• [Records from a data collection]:
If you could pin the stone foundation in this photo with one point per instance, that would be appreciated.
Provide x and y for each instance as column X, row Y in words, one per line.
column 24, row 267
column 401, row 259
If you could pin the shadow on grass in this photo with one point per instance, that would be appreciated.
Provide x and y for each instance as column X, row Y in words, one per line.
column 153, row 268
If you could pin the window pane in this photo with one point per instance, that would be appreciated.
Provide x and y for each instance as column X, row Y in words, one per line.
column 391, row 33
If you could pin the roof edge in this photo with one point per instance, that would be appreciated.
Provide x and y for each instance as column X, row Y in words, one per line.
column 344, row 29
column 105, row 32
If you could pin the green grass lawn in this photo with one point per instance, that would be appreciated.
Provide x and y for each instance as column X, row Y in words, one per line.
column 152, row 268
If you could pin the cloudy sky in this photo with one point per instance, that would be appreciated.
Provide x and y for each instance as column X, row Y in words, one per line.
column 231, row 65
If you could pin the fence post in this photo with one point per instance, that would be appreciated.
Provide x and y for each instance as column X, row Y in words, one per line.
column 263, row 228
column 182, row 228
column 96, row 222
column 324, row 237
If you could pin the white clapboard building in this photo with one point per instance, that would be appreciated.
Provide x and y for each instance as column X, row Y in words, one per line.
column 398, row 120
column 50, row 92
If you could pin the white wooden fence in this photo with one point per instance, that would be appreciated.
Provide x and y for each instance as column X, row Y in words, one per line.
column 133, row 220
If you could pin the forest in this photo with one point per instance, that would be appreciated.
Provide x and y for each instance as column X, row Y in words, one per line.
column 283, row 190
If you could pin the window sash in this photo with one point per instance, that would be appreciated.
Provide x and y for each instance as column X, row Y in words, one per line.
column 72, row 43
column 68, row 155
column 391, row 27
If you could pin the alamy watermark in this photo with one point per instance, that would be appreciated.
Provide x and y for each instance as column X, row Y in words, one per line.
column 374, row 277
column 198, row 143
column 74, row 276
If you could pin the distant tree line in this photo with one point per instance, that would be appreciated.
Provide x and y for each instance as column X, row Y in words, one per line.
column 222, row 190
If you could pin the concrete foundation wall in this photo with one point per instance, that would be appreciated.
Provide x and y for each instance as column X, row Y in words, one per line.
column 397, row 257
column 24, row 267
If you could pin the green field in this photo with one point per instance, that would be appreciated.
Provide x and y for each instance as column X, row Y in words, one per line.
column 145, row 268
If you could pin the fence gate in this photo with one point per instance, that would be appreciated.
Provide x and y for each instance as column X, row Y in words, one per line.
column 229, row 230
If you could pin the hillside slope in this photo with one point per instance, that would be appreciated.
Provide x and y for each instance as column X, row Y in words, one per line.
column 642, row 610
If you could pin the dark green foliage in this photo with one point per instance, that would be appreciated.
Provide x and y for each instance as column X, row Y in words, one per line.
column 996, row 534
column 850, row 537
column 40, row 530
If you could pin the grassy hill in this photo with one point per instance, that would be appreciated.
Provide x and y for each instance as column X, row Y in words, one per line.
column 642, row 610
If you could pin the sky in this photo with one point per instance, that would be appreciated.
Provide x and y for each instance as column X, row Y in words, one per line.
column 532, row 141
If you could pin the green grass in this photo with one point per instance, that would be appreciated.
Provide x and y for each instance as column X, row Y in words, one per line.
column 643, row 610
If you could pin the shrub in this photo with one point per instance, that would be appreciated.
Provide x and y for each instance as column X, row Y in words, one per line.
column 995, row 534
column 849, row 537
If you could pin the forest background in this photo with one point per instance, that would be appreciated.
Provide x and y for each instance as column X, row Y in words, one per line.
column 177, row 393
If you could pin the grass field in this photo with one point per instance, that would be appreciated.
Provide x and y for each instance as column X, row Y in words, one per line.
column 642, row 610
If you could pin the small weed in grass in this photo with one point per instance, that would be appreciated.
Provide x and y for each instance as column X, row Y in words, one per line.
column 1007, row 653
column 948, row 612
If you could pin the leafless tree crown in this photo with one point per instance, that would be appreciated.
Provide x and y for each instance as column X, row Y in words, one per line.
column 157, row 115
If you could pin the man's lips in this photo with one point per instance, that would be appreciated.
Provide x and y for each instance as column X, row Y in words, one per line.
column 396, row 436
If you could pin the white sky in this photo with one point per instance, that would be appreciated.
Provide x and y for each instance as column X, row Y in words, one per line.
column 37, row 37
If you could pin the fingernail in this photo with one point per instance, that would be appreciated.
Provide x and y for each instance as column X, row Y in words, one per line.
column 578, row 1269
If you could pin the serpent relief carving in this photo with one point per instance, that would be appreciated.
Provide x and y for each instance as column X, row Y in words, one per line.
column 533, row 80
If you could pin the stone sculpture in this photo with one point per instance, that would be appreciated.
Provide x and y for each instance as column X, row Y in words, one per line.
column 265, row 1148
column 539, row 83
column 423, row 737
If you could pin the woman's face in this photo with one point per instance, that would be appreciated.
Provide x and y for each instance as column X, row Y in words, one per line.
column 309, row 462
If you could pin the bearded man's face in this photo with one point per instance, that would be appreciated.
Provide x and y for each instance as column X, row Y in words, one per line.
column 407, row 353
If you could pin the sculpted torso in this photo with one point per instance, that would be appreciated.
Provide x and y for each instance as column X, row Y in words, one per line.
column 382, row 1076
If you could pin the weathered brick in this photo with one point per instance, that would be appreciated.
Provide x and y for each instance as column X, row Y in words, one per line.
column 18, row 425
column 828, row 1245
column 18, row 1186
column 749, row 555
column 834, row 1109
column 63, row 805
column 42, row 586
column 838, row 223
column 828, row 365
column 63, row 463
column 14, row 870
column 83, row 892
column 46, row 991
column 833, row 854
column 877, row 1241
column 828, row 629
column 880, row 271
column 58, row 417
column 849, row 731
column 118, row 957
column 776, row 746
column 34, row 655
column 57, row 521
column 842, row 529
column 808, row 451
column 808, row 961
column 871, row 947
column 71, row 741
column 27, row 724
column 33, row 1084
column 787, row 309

• [EXERCISE DESCRIPTION]: Reproduce verbatim the portion of the entries that opens with the line containing "If you could pin the weathered" and closes with the final line of the entries, including both of those lines.

• [EXPECTED OUTPUT]:
If you could pin the weathered brick in this photo with one point per instance, that would be appreciated.
Provide x and y for each instance as column X, row Y in words, one per line.
column 18, row 425
column 828, row 1245
column 18, row 1186
column 749, row 555
column 834, row 1109
column 63, row 805
column 42, row 586
column 838, row 223
column 828, row 365
column 63, row 463
column 14, row 870
column 83, row 892
column 46, row 991
column 833, row 854
column 877, row 1241
column 828, row 629
column 880, row 271
column 58, row 417
column 849, row 731
column 118, row 957
column 776, row 746
column 34, row 655
column 57, row 521
column 842, row 529
column 808, row 451
column 808, row 961
column 871, row 947
column 71, row 741
column 27, row 724
column 33, row 1084
column 787, row 309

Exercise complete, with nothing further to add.